**EXTRACT:**
↓

Kenny Burrell Guitar Forms
(Speakers Corner/Verve V6-8612. LP review by Andrew Cartmel)
Now celebrating their 20th anniversary, Speakers Corner Records in Germany have been consistently producing some of the finest vinyl records available anywhere. Working from the original master tapes, using all analog equipment, they reissue classic recordings in meticulous pressings on heavy vinyl. Where possible they even employ the original sound engineers who created the record in the first place. Their LPs are manufactured in the famed Pallas plant at Diepholz and the sound quality is unsurpassed. Initially Speakers Corner devoted its output to classical music, but luckily for us they soon expanded to include jazz in their catalogue.
Among their reissues are a large tranche of famed albums on Verve, which brings us to Guitar Forms, nominally a Kenny Burrell LP although personally I’d be tempted file it under the name of its masterful arranger, Gil Evans. Recorded in late 1964 and early 1965, Guitar Forms has never quite had the cachet of timeless Evans albums like his collaborations with Miles Davis, Miles Ahead and Sketches of Spain. And, in fairness, only five of the nine tracks on Guitar Forms feature the full glory of Evans’ orchestral backings. Three others are quintet cuts with Burrell supported by Roger Kellaway on piano, Joe Benjamin on bass, the great Grady Tate on drums and Willie Rodriguez on congas. The ninth track is a pure solo by Burrell, an excerpt from his guitar transcription of Gershwin’s Prelude #2 for Piano.

↑

**ENTRIES PROVIDED:**
↓

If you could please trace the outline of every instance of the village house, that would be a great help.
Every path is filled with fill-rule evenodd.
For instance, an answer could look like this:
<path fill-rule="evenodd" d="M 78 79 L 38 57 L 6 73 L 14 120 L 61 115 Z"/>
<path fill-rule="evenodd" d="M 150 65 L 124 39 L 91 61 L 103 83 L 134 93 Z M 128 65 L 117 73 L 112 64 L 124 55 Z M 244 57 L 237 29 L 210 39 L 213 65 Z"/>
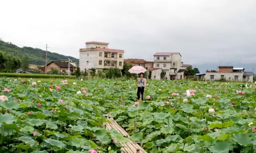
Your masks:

↑

**LIST OF TASKS:**
[A] Rewrite the listing with "village house" replaced by "farmhouse", keeping everything else the same and leaving out the picture.
[B] Continue the review of the Kenny Burrell album Guitar Forms from the point where it stops.

**TASK-BY-TASK OUTPUTS:**
[A]
If you could please trace the outline of every instance of the farmhouse, that would be a great help.
Every path is filled with fill-rule evenodd.
For instance, an answer could look like this:
<path fill-rule="evenodd" d="M 78 79 L 38 57 L 6 73 L 14 120 L 61 115 Z"/>
<path fill-rule="evenodd" d="M 150 65 L 124 39 L 91 61 L 103 83 L 134 93 Z M 128 65 L 117 73 L 112 64 L 124 55 Z M 244 57 L 237 29 L 210 39 L 213 65 Z"/>
Your masks:

[B]
The way Lotus Land begins you might be forgiven for thinking that it’s another solo guitar piece. But Burrell’s meditative, flamenco-flavoured strumming and bluesy plucking is gradually shadowed by ominous bass, slinky, insinuating tambourines and measured, menacing snare drum as the composition grows and snowballs in a way reminiscent of Sketches of Spain. Soon Burrell’s guitar is writhing as if trying to escape from a cluster of flutes before the cool hand of the saxes is laid across the feverish sound. (And it’s a very cool hand, with Richie Kamuca, Steve Lacy and Lee Konitz in the sax section.) This is vintage Gil Evans writing, right up there with Time of the Barracudas or El Toreador. Its intensity is such that it’s almost a relief to proceed to the airy mellowness of Terrace Theme, a quintet track with Burrell’s fat tone set in counterpoint to Rodriguez’s spare congas and Kellaway’s throwaway piano frills — and one begins to understand the original concept of the album, the thesis and antithesis of big band numbers.
A beguiling Latin percussion sound also leads us into Moon and Sand, but this is another orchestral track and the drummers now are Charlie Persip and Elvin Jones. Burrell is perhaps at his most beautiful on this number set against a backdrop of trombones, always a key instrument for Evans and played here by Jimmy Cleveland and Jimmy Knepper. Moon and Sand ends all too soon and you might be tempted to declare it the highlight of the album, but there are still rewarding surprises in store.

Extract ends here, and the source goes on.